| JOB |
Swap each occurrence of "whole-pixel" in these items for "integer", and leave all other text unchanged.

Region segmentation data
++++++++
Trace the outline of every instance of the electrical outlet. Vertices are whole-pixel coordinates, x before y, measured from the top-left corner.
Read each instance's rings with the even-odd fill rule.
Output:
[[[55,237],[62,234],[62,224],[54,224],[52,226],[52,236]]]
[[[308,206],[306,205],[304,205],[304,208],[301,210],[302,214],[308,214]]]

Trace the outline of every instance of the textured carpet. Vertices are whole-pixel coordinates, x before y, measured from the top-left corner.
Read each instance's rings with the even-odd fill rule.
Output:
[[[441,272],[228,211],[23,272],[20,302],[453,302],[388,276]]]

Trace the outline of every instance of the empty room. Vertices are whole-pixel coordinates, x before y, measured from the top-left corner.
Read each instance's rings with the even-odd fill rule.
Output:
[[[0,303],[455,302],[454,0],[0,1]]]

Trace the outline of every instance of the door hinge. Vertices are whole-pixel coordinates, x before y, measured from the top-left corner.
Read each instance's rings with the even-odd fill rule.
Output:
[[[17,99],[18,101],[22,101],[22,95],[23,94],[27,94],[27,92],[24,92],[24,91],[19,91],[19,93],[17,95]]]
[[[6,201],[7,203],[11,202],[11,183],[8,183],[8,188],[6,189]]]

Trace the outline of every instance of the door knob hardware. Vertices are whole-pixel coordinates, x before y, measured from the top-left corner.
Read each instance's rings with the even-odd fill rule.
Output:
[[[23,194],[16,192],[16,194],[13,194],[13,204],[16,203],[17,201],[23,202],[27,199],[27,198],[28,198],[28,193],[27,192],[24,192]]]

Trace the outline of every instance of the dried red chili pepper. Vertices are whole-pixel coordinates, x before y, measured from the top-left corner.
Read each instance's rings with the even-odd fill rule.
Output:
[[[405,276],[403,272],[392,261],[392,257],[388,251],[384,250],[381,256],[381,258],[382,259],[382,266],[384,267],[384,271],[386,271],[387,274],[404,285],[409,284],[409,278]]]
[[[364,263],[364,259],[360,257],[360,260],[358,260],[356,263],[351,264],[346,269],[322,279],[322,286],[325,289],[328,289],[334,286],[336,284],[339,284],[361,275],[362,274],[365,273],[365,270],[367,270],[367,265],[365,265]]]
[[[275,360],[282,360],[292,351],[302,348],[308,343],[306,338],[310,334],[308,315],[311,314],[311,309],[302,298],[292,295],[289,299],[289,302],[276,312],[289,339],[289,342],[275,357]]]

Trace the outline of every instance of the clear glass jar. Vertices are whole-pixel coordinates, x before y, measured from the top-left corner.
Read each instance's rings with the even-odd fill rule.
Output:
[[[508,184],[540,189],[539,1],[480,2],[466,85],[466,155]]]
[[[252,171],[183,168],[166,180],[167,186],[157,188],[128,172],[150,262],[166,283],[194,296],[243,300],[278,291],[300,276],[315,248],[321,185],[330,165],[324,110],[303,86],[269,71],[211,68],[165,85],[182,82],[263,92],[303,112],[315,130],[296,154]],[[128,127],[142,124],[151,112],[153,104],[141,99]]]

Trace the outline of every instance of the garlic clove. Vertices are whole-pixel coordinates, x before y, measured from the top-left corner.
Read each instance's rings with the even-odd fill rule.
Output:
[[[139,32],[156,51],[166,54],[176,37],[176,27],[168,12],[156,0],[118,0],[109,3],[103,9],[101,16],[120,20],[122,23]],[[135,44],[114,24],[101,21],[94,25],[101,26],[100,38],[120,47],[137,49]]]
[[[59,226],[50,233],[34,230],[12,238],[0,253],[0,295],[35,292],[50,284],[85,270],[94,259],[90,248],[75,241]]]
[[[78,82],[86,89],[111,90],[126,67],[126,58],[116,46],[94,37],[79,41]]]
++++++++
| SOLUTION TO THIS PROBLEM |
Trace the outline of every instance of the electrical outlet. Vertices are integer coordinates, x before y, measured from the top-left corner.
Read each instance's rings with the even-odd fill rule.
Output:
[[[55,237],[62,234],[62,224],[54,224],[52,226],[52,236]]]
[[[308,206],[306,205],[304,205],[304,208],[301,210],[302,214],[308,214]]]

Trace the outline of every instance of the textured carpet. Vertices are integer coordinates, x before y, measured from the top-left corner.
Read each instance's rings with the even-odd fill rule.
Output:
[[[441,272],[228,211],[23,272],[20,302],[453,302],[388,276]]]

Trace the outline of every instance of the empty room. Vertices are integer coordinates, x before y, measured from the top-left corner.
Read each instance's rings with the even-odd fill rule.
Output:
[[[0,303],[455,302],[454,0],[0,1]]]

Trace the outline of every instance of the door hinge. Vertices are integer coordinates, x before y, measured from the top-left corner.
Read each instance's rings with the even-odd fill rule.
Output:
[[[17,99],[18,101],[22,101],[22,95],[23,94],[27,94],[27,92],[24,92],[24,91],[19,91],[19,93],[17,95]]]
[[[6,201],[7,203],[11,202],[11,183],[8,183],[8,188],[6,189]]]

Trace the outline of every instance of the door knob hardware. Vertices are integer coordinates, x before y, measured from the top-left corner.
Read each instance's rings with the even-odd fill rule.
Output:
[[[23,194],[16,192],[16,194],[13,194],[13,204],[16,203],[17,201],[23,202],[27,199],[27,198],[28,198],[28,193],[27,192],[24,192]]]

Trace the outline of every instance of the dried red chili pepper. Vertices are integer coordinates, x before y, measured from the top-left corner.
Read each instance's rings with the even-odd fill rule.
Output:
[[[405,276],[403,272],[392,261],[392,257],[388,251],[384,250],[381,256],[381,258],[382,259],[382,266],[384,267],[384,271],[386,271],[387,274],[404,285],[409,284],[409,278]]]
[[[364,263],[364,259],[360,257],[360,260],[358,260],[356,263],[351,264],[346,269],[322,279],[322,286],[325,289],[328,289],[334,286],[336,284],[339,284],[361,275],[362,274],[365,273],[365,270],[367,270],[367,265],[365,265]]]
[[[275,360],[282,360],[292,351],[302,348],[308,343],[306,338],[310,334],[308,315],[311,314],[311,309],[302,298],[292,295],[289,299],[289,302],[276,312],[289,339],[289,342],[275,357]]]

Trace the outline of every instance of the clear glass jar. Vertices are integer coordinates, x before y, measured from the top-left corner.
Read each instance's rings with the even-odd fill rule.
Output:
[[[508,184],[540,189],[539,1],[480,2],[466,85],[466,155]]]
[[[252,171],[183,168],[166,180],[167,186],[157,188],[128,172],[150,262],[166,283],[194,296],[243,300],[278,291],[300,276],[315,248],[321,185],[330,165],[324,110],[303,86],[269,71],[211,68],[165,85],[182,82],[263,92],[303,112],[315,130],[296,154]],[[128,127],[142,124],[151,112],[153,104],[141,99]]]

Trace the outline of every instance of the garlic clove. Vertices are integer coordinates, x before y, measured from the top-left corner.
Read each instance's rings with the even-odd fill rule.
Output:
[[[139,32],[156,51],[166,54],[176,37],[176,27],[168,12],[156,0],[118,0],[109,3],[103,9],[101,16],[120,20],[122,23]],[[135,44],[114,24],[101,21],[94,25],[101,26],[100,38],[120,47],[137,49]]]
[[[59,226],[50,233],[34,230],[12,238],[0,253],[0,295],[35,292],[50,284],[85,270],[94,259],[90,248],[75,241]]]
[[[78,82],[86,89],[111,90],[126,67],[126,58],[116,46],[94,37],[79,41]]]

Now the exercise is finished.